------ Extract ------

House Speaker Nancy Pelosi is so unpopular in some places that she often avoids public appearances. During a recent House recess, she hopscotched across the country, raising hundreds of thousands of dollars at closed-door fundraisers, turning up in public only at the White House and in her home town of San Francisco.
But under the Capitol dome, Pelosi is a towering figure, perhaps even a historic one. Capped by her central role in passing the landmark health-care bill in March, the California Democrat, 70, has transformed herself from the caricature of a millionaire liberal with impeccable fashion taste into a speaker on par with the revered Sam Rayburn, according to historians, pollsters and lawmakers on both sides of the aisle.
Republicans betting on her unpopularity outside of Washington have made the speaker the face of their effort to retake the House this fall, asking donors to "Fire Nancy Pelosi" while showing images of her engulfed in flames. The first tests of that strategy will come later this month as the GOP tries to win two seats long held by Democrats in special elections in Pennsylvania and Hawaii.
But Pelosi girded for this fight years ago, when she outlined a four-step plan for lasting Democratic control of the House. The first two steps came with winning the majority in 2006 and expanding it in 2008.

------

Required actions:
1. Translate the following sentence from the article on Nancy Pelosi into Spanish: "The first two steps came with winning the majority in 2006 and expanding it in 2008."
2. Answer the following questions using the article on Nancy Pelosi.
(a) Where did Pelosi appear in public during the recent House recess?
(b) In which two states will the special elections take place later this month?
(c) What age does the article give for Pelosi?
3. Extend the article on Nancy Pelosi, starting after its last sentence.

------ Information supplied ------

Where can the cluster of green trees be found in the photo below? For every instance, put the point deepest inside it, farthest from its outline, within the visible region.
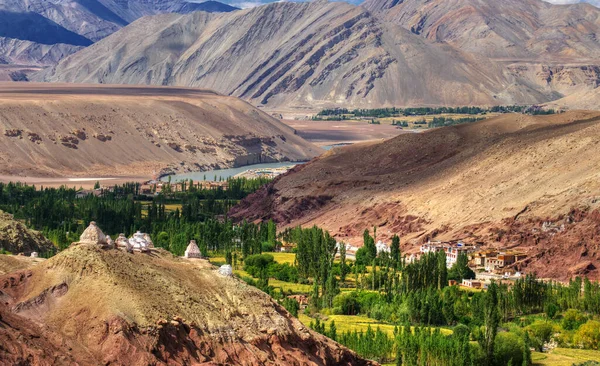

------

Answers to the tasks:
1. Los dos primeros pasos se dieron al conquistar la mayoría en 2006 y ampliarla en 2008.

2.
(a) At the White House and in her home town of San Francisco.
(b) Pennsylvania and Hawaii.
(c) 70.

3.
While Democrats hope for big gains in the 2012 presidential election cycle, the goal this year is merely to "sustain" the majority. With the economy limping along, the party is bracing for deep losses but cannot afford to lose more than 40 seats. Pelosi said she's ready for the fight.
"And when you're in the arena, you know that someone's going to throw a punch. And if you decide to throw a punch, you'd better be ready to take one, too," she said.
Influential leader
Young Nancy D'Alesandro first took note of the speaker's power on a trip to Ocean City, when her father, the influential mayor of Baltimore, had to pull the family car over for a passing motorcade. "It was the speaker coming through. Oh, my God, the speaker of the House," Pelosi recalled about Rayburn's entourage.
Voters have taken notice of Pelosi as well.
Shortly after the health-care bill's passage, Democratic pollster Peter Hart gathered a dozen people in Sacramento who had voted for President Obama. Asked for one word to describe various leaders, Hart said, the voters had the following replies about Pelosi: strong, shrewd, a leader, powerful, persistent.
The voters told the pollster that Obama lacks the political toughness of his predecessors Lyndon B. Johnson and Richard M. Nixon, and that they think Pelosi is "the yin to Obama's yang," Hart said.
Republicans who used to criticize her as an out-of-touch West Coast liberal now say she rules the House with an iron fist. They say voters paid close attention to the complicated legislative process that led to final passage of the health-care bill.
"They watch that process take place. They watch who does it. It's Pelosi," said Rep. Kevin McCarthy (Calif.), a member of the GOP leadership.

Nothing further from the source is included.